§ WORK ORDER: Report all lines of the data below that hold the word "ceiling".

(Saved entries)
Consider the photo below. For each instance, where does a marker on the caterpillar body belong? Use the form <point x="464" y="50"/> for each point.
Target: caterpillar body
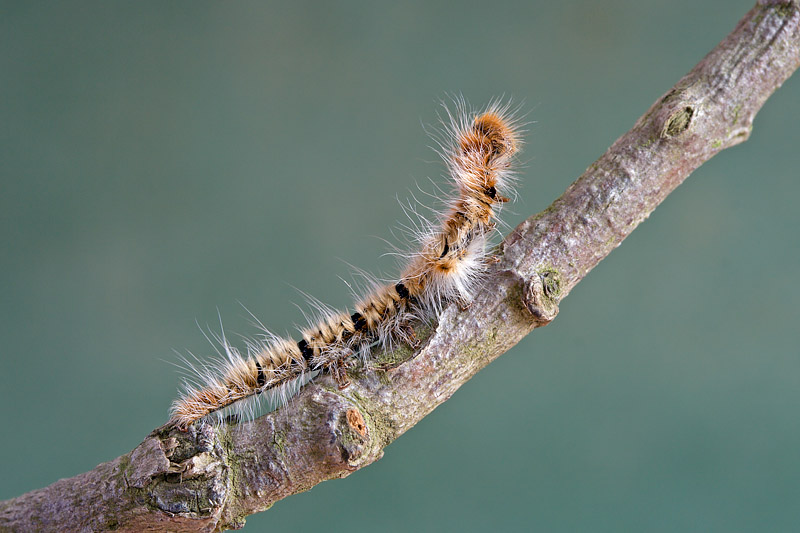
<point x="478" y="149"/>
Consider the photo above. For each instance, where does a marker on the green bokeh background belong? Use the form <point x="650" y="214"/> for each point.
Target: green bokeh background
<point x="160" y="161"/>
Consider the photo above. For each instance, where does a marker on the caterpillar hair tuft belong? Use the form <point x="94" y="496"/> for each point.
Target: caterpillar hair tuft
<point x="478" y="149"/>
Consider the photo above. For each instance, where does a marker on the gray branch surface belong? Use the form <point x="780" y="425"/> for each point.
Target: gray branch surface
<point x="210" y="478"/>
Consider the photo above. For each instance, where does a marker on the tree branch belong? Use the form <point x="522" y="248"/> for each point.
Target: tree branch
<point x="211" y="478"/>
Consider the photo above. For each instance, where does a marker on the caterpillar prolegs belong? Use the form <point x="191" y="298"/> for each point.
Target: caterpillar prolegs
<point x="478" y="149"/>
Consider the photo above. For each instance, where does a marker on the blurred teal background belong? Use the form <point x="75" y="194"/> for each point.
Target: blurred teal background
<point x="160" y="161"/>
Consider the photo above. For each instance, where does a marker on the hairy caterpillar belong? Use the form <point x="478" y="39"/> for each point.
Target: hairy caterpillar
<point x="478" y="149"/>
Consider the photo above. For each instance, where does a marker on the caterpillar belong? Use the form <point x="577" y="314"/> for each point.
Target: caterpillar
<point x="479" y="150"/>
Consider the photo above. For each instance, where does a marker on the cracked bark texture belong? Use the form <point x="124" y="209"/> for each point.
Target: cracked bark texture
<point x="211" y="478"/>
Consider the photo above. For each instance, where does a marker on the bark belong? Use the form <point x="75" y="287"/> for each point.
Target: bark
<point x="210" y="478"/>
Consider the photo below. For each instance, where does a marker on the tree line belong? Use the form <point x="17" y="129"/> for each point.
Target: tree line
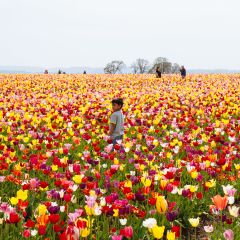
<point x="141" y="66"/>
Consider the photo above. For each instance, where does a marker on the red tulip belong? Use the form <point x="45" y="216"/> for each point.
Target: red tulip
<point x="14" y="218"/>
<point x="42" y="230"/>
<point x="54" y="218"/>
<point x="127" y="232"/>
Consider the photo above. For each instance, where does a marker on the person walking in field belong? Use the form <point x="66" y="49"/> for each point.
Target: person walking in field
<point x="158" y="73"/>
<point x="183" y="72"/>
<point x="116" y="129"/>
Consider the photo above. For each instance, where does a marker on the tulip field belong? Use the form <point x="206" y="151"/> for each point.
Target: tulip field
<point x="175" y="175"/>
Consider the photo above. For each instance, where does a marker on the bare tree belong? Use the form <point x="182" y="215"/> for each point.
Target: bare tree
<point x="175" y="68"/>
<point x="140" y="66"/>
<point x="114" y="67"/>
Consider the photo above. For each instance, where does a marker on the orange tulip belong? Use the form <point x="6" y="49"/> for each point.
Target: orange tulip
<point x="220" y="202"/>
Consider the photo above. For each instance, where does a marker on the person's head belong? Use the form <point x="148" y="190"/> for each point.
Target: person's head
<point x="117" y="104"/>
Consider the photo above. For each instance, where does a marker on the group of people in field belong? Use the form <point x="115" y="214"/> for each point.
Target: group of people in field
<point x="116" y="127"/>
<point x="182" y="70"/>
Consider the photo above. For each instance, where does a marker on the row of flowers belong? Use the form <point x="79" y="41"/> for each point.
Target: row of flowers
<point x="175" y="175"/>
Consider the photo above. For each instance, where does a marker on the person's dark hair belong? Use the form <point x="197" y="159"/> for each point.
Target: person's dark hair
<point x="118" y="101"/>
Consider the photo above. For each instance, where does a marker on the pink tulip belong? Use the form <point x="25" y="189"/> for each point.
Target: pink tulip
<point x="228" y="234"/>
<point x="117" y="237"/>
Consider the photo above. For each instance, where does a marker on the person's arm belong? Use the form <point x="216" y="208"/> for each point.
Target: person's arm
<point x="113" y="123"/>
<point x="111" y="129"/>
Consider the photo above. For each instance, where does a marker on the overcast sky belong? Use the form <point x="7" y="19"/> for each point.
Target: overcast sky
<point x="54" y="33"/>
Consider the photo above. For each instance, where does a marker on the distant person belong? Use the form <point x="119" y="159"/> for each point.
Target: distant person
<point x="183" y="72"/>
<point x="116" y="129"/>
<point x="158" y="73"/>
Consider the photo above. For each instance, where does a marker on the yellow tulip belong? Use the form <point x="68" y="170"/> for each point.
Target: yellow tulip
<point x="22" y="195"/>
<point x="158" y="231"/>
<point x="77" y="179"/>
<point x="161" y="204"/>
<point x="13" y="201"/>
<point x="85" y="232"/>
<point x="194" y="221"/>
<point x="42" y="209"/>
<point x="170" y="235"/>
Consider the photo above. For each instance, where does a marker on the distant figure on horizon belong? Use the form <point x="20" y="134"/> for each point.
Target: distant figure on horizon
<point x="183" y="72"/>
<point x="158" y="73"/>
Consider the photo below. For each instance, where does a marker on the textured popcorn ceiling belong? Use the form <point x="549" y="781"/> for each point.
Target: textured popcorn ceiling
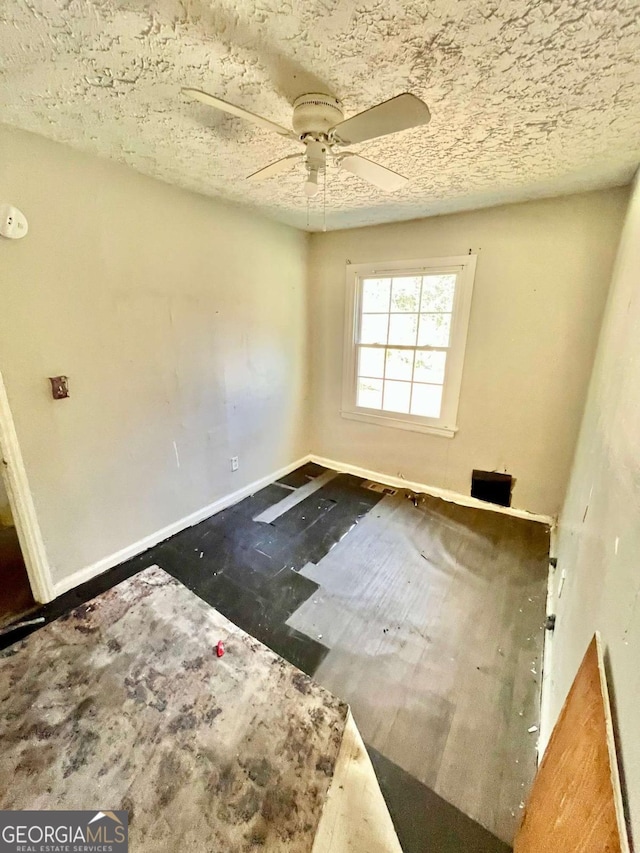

§ FINISHED EXERCISE:
Consider the photo below. For each instance, where does a marker on the textured popcorn ceiling belong? Use the form <point x="549" y="781"/> for each point.
Target: textured popcorn ceiling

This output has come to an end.